Texto fuente:
########

Las campañas de desestabilización atribuidas a Rusia adoptan métodos y recursos diferentes, aunque existe un común denominador, valoran los expertos: todas intentan acentuar la polarización de las opiniones públicas en países considerados como rivales, además de mermar la credibilidad y la fiabilidad de la democracia como sistema político. Estos son algunos escenarios donde se producen:

El pasado 1 de noviembre, la Agencia Nacional del Crimen en el Reino Unido informó de que investigaba a Arron Banks, un empresario británico que entregó nueve millones de libras a la campaña en favor del brexit, convirtiéndose en el más generoso donante político de la historia del Reino Unido. Además de estar casado con una ciudadana rusa, este hombre de negocios mantuvo muchos encuentros en la Embajada de Rusia antes y después del referéndum. El origen de una parte importante de los fondos donados por Banks se pierde en el paraíso fiscal de la isla de Man, mientras la prensa británica sostiene que paralelamente, recibió ofertas de participación en una empresa rusa productora de oro.

En julio, Orján Dzhemal, Kirill Radchenko y Aleksándr Rastorgúyev, tres periodistas rusos que investigaban en la República Centroafricana las actividades de Wagner, una reservada organización paramilitar rusa que participó en los conflictos de Siria y Ucrania, fueron asesinados en extrañas circunstancias. Moscú se apresuró a calificar el incidente como «robo común» aunque revelaciones posteriores apuntan a un crimen relacionado con su trabajo periodístico.

########

Material mostrado:
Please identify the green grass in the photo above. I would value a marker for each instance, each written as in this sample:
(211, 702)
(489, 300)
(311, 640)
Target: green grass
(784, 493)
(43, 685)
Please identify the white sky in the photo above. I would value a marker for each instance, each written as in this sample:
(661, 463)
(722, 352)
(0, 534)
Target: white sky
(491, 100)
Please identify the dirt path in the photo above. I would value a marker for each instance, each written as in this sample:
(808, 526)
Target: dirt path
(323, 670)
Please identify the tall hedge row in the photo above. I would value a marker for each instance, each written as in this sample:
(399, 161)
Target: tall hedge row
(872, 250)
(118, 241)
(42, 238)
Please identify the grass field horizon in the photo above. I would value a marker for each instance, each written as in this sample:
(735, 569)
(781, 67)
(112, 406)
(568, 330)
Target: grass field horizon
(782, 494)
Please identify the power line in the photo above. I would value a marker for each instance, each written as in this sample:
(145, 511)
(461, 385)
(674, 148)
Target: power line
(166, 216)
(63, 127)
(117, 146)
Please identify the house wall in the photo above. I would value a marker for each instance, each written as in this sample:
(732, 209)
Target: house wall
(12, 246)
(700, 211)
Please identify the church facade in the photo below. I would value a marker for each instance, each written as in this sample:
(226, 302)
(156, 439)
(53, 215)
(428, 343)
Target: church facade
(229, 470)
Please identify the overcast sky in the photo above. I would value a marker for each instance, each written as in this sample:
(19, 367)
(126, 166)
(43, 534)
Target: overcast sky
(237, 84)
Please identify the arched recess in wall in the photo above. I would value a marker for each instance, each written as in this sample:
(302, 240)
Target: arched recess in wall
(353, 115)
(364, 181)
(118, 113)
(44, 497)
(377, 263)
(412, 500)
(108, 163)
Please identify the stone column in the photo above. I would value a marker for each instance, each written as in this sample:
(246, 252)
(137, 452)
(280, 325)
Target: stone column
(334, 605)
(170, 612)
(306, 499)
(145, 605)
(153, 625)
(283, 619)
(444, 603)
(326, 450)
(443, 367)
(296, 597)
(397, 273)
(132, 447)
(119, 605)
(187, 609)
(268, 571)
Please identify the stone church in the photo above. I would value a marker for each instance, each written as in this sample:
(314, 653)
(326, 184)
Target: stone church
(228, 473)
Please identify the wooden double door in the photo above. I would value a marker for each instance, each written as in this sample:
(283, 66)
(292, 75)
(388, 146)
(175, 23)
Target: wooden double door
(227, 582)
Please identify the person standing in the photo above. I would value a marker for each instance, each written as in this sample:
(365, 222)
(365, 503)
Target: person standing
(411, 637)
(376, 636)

########

Instrucciones de la tarea: Prosigue el texto sobre las campañas de desestabilización atribuidas a Rusia a partir de donde termina. El listado no guarda relación alguna con el texto sobre las campañas de desestabilización atribuidas a Rusia.

Respuesta escrita:
En la República Centroafricana, el Kremlin apoya al Gobierno frente a otras facciones armadas y ha logrado que la ONU haga una excepción en el embargo de armas decretado en el 2013 y le permita exportar fusiles y otras armas ligeras a su aliado. Las actuaciones de Moscú inquietan en París y otras capitales occidentales, que temen que esté azuzando la guerra civil en el país. Los importantes yacimientos de uranio con que cuenta el país parecen ser el móvil que provoca el interés del Kremlin por un país tan remoto.

Control de las rutas

Moscú apoya en Libia al general Jalifa Haftar, enfrentado al Gobierno reconocido por la ONU, mediante envíos de armas, despliegue de miembros de las Fuerzas Especiales y el servicio de inteligencia militar y la apertura de bases. Al mismo tiempo, corteja a otros actores en el conflicto, como Saif al Islam, el hijo del difunto dictador libio Muamar el Gadafi, para impulsar su ascenso. Según los expertos, Moscú aspira a recuperar la influencia perdida tras el derrocamiento de Gadafi en el 2011 y sobre todo, controlar las rutas migratorias hacia el continente europeo. Ello le concedería una potente herramienta de presión sobre la UE, dividida respecto a los refugiados y las migraciones. Algo similar sucedió en la guerra en Siria. La OTAN y oenegés humanitarias acusaron entonces a Rusia y a su aliado, el régimen de Damasco, de bombardear deliberadamente hospitales y escuelas en las zonas rebeldes para empujar a la población a huir hacia Europa.

Muchos observadores piensan que los 9,4 millones de euros prestados al Frente Nacional francés por el pequeño banco First Czech Russian Bank -que ha quebrado- es la punta del iceberg de una opaca red financiera rusa de apoyo a la ultraderecha en Europa. Sea como fuere, desde la concesión del crédito, «extrañas» cosas han sucedido, según la prensa de EEUU. Entre ellas, el hecho de que el tesorero del partido ultraderechista tenga que enviar mensualmente una suma de 165.000 euros a una mujer en Moscú, aunque desconozca a ciencia cierta los receptores del dinero, pues la entidad bancaria ya no existe.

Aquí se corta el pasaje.